▶ **Entries taken from a collection**
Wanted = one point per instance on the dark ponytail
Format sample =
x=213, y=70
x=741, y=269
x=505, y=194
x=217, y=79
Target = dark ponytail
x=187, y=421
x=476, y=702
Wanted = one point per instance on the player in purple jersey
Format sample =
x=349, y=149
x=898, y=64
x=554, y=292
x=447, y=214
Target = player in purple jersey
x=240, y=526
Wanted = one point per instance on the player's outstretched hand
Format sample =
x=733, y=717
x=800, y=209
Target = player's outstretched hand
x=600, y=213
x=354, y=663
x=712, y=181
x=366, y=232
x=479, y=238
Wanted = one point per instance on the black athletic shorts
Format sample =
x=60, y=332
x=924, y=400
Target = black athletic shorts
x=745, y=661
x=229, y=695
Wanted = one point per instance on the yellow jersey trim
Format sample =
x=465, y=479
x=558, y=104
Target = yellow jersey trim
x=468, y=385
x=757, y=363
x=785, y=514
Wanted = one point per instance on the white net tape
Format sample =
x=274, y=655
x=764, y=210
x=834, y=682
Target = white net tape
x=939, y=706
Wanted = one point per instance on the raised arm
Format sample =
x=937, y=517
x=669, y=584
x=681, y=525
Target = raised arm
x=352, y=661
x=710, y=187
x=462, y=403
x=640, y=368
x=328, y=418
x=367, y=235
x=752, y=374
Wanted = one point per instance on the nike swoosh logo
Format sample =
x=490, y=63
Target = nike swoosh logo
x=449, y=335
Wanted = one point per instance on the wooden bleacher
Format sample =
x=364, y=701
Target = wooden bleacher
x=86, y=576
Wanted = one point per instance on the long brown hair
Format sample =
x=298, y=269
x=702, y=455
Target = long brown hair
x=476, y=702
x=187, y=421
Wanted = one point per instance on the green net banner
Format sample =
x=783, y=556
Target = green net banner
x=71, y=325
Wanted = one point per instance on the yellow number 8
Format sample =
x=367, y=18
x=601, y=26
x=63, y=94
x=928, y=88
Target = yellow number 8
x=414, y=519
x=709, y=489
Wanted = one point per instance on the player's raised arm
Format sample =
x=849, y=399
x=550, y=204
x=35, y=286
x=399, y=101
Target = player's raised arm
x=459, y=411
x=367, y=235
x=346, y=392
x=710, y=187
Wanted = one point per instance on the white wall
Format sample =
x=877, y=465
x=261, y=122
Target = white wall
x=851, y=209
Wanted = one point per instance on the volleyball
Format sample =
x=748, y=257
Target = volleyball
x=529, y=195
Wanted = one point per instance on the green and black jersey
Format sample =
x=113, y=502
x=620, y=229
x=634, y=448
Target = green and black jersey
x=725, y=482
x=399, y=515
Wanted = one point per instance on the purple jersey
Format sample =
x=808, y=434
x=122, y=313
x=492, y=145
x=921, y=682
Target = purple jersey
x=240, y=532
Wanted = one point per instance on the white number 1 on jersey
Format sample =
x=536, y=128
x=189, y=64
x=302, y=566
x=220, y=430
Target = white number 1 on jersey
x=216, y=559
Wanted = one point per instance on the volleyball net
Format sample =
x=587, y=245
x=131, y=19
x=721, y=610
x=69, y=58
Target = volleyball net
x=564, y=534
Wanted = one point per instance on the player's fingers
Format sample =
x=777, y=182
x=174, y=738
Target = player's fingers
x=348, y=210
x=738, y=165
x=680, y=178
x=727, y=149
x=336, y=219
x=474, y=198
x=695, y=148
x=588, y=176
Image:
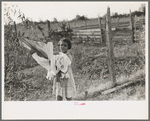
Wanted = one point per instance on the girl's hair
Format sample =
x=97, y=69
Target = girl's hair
x=68, y=41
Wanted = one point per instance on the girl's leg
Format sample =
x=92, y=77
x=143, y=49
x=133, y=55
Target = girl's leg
x=64, y=89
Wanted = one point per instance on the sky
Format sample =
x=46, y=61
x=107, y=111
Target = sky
x=37, y=11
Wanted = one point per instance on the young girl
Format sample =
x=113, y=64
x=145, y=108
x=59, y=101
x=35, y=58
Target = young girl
x=66, y=87
x=63, y=88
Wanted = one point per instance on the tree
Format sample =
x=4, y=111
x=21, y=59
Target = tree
x=55, y=20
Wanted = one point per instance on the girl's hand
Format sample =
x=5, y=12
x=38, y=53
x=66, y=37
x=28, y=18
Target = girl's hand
x=32, y=51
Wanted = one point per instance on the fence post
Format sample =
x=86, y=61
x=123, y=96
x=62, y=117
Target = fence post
x=131, y=27
x=112, y=76
x=85, y=24
x=48, y=23
x=135, y=20
x=100, y=26
x=117, y=22
x=15, y=28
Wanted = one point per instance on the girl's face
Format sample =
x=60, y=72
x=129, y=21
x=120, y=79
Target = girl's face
x=63, y=46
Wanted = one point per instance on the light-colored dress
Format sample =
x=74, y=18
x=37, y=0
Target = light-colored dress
x=70, y=86
x=70, y=83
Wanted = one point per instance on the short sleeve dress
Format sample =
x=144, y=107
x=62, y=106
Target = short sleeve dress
x=70, y=88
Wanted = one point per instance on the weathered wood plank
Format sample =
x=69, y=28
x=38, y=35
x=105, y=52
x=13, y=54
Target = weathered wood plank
x=110, y=48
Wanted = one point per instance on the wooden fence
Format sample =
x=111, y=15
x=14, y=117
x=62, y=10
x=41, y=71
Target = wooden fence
x=97, y=32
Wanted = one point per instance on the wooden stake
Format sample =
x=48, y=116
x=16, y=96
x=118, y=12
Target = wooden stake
x=48, y=23
x=15, y=28
x=131, y=27
x=117, y=22
x=110, y=48
x=135, y=20
x=100, y=26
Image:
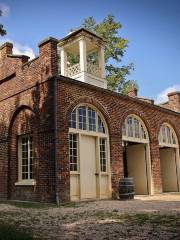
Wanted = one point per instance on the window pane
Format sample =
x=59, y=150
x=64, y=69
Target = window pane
x=101, y=127
x=130, y=126
x=26, y=157
x=92, y=119
x=82, y=118
x=73, y=119
x=73, y=154
x=103, y=155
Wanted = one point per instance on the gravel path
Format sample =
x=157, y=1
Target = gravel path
x=146, y=217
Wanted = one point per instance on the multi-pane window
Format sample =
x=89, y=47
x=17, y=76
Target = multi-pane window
x=133, y=128
x=103, y=154
x=26, y=157
x=82, y=118
x=73, y=119
x=92, y=119
x=73, y=152
x=101, y=127
x=166, y=136
x=86, y=118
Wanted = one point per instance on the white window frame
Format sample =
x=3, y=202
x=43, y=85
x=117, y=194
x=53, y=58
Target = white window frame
x=167, y=142
x=22, y=181
x=77, y=151
x=87, y=120
x=142, y=130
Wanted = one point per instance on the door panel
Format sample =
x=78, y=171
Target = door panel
x=136, y=162
x=88, y=167
x=168, y=169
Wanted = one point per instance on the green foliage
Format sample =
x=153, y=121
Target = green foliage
x=2, y=30
x=116, y=47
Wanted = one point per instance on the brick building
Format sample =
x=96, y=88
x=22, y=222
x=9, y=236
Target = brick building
x=64, y=136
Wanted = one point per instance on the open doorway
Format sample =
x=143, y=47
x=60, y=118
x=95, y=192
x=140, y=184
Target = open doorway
x=136, y=154
x=169, y=158
x=135, y=166
x=168, y=169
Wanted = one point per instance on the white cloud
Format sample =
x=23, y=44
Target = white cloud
x=5, y=9
x=20, y=48
x=162, y=97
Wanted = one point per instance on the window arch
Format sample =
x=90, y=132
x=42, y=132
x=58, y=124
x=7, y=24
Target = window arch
x=134, y=129
x=167, y=136
x=87, y=118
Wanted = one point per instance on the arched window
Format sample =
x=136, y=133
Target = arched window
x=134, y=129
x=86, y=118
x=167, y=136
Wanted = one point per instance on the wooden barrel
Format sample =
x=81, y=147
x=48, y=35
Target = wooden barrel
x=126, y=188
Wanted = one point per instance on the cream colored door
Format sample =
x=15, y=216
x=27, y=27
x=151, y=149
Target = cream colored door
x=137, y=167
x=88, y=186
x=168, y=169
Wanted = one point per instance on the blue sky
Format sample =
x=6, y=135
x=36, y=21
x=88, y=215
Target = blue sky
x=151, y=26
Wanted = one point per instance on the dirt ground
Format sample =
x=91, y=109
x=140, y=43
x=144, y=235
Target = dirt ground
x=146, y=217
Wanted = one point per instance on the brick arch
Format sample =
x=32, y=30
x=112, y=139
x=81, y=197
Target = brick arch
x=172, y=124
x=91, y=101
x=21, y=122
x=15, y=114
x=139, y=114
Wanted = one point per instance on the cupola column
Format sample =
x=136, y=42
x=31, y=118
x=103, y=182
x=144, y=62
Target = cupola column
x=102, y=61
x=63, y=62
x=83, y=55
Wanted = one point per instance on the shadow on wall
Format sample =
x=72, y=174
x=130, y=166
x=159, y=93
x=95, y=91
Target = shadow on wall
x=35, y=119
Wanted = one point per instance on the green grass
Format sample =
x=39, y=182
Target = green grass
x=21, y=204
x=155, y=219
x=8, y=232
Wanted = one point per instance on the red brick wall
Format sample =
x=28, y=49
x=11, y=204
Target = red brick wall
x=115, y=109
x=27, y=89
x=26, y=86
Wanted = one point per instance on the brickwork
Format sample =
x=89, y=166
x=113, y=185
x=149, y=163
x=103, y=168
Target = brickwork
x=115, y=109
x=34, y=100
x=27, y=87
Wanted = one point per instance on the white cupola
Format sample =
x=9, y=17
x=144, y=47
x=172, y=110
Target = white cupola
x=82, y=57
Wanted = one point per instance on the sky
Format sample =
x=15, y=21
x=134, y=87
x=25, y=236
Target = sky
x=152, y=28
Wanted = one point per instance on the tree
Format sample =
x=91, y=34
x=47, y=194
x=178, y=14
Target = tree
x=2, y=30
x=116, y=47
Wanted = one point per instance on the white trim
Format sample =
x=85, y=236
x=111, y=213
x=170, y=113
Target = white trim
x=25, y=183
x=141, y=125
x=167, y=126
x=97, y=135
x=21, y=181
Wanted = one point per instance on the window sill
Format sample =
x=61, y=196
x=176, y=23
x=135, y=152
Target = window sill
x=25, y=183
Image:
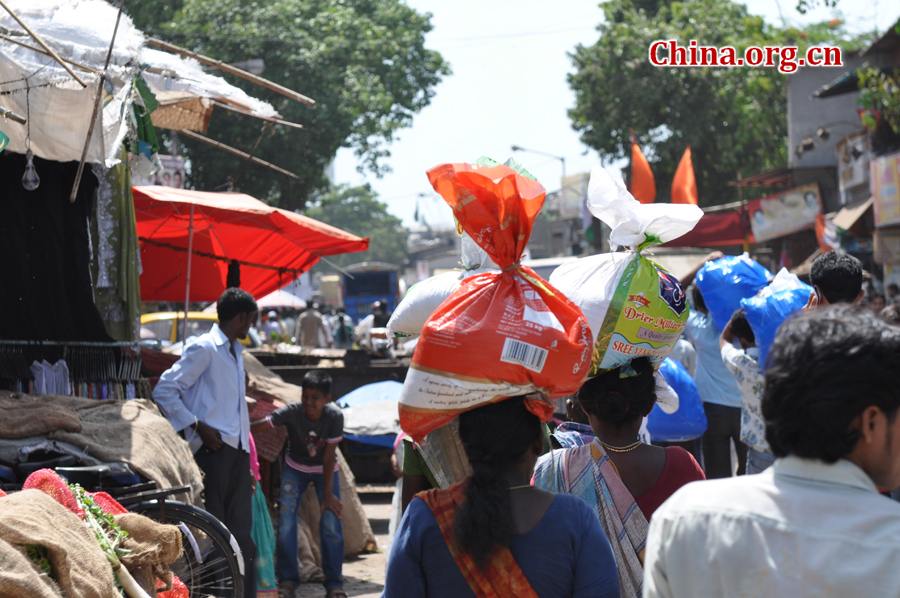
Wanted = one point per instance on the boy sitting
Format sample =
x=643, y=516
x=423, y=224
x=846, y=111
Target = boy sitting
x=314, y=427
x=744, y=364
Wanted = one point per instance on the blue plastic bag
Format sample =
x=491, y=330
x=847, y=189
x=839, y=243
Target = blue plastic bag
x=689, y=421
x=725, y=281
x=766, y=314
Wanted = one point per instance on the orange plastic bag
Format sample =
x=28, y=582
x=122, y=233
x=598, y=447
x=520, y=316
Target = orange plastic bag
x=501, y=334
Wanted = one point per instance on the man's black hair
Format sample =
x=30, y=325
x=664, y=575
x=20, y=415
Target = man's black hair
x=233, y=302
x=616, y=400
x=740, y=327
x=697, y=298
x=891, y=314
x=824, y=369
x=317, y=380
x=838, y=276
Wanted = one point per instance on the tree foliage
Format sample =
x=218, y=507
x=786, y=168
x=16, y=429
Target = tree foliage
x=358, y=211
x=734, y=119
x=363, y=61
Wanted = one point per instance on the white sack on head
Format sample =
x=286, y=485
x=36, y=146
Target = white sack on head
x=633, y=306
x=425, y=297
x=632, y=222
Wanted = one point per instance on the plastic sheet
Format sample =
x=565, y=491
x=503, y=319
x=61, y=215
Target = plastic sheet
x=501, y=334
x=689, y=421
x=766, y=312
x=725, y=281
x=633, y=306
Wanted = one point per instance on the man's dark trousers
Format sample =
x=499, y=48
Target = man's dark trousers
x=229, y=494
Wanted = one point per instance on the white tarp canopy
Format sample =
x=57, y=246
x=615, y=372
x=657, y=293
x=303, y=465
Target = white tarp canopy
x=34, y=85
x=175, y=73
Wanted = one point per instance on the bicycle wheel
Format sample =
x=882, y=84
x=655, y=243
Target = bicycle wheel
x=211, y=564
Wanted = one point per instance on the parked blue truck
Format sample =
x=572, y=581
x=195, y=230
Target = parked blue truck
x=364, y=284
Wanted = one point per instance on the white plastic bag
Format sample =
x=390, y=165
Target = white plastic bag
x=633, y=306
x=425, y=297
x=783, y=281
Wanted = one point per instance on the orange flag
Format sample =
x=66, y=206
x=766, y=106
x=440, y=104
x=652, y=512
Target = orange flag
x=643, y=187
x=684, y=185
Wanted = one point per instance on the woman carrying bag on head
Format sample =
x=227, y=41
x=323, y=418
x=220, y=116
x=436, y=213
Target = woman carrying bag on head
x=617, y=472
x=494, y=534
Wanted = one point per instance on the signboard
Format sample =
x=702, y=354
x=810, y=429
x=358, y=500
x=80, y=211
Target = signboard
x=885, y=180
x=784, y=213
x=170, y=173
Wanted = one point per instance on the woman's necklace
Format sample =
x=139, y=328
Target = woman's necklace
x=622, y=449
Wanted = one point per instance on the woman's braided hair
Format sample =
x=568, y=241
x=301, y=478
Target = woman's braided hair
x=495, y=437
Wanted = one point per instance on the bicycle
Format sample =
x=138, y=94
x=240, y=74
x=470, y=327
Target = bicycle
x=211, y=563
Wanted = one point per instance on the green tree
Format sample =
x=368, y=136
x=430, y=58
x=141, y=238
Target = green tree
x=358, y=211
x=734, y=119
x=363, y=61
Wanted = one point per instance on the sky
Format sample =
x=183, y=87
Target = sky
x=510, y=60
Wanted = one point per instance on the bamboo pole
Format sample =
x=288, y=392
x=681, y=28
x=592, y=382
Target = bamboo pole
x=236, y=152
x=272, y=120
x=97, y=98
x=230, y=69
x=43, y=44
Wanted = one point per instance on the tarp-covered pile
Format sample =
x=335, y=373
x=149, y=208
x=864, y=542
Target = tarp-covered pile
x=132, y=432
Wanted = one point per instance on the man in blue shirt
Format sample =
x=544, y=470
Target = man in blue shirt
x=203, y=396
x=717, y=387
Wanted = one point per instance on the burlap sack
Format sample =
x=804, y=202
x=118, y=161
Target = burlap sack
x=22, y=416
x=266, y=383
x=153, y=546
x=20, y=577
x=79, y=565
x=358, y=535
x=136, y=433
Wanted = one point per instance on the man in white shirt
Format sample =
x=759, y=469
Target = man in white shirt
x=744, y=364
x=203, y=396
x=717, y=387
x=813, y=524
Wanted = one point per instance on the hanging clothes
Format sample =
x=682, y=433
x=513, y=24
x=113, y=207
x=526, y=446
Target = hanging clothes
x=116, y=267
x=45, y=278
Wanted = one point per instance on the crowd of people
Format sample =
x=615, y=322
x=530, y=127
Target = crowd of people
x=315, y=327
x=789, y=492
x=793, y=497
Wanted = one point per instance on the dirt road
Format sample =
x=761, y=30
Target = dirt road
x=364, y=575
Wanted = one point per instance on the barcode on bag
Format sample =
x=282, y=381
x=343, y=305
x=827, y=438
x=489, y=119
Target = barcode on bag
x=530, y=356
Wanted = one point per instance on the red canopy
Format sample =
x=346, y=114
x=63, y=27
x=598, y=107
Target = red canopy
x=713, y=230
x=273, y=246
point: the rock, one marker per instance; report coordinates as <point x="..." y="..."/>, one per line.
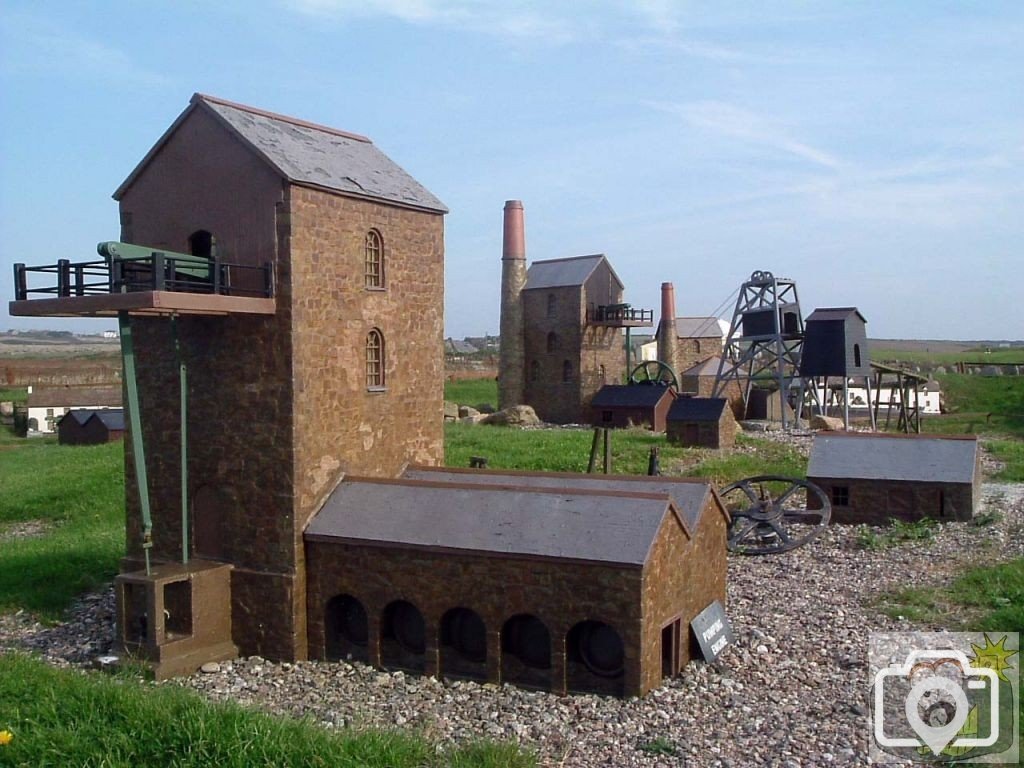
<point x="826" y="422"/>
<point x="515" y="416"/>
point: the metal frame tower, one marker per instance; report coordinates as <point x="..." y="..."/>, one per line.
<point x="765" y="340"/>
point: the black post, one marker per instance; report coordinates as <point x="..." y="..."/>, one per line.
<point x="20" y="286"/>
<point x="159" y="279"/>
<point x="64" y="278"/>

▶ **Directions**
Proceeding from the line containing "Target = yellow jersey trim" through the line containing "x=681, y=525", transcribe the lines above exactly, both end lines included.

▶ **Task solution**
Target = yellow jersey trim
x=468, y=385
x=757, y=363
x=785, y=514
Wanted = one point per instance on the white net tape
Format sample =
x=274, y=655
x=764, y=210
x=834, y=682
Target = white net tape
x=939, y=706
Wanted = one point per instance on the raised arm
Format sample =
x=937, y=517
x=669, y=584
x=681, y=525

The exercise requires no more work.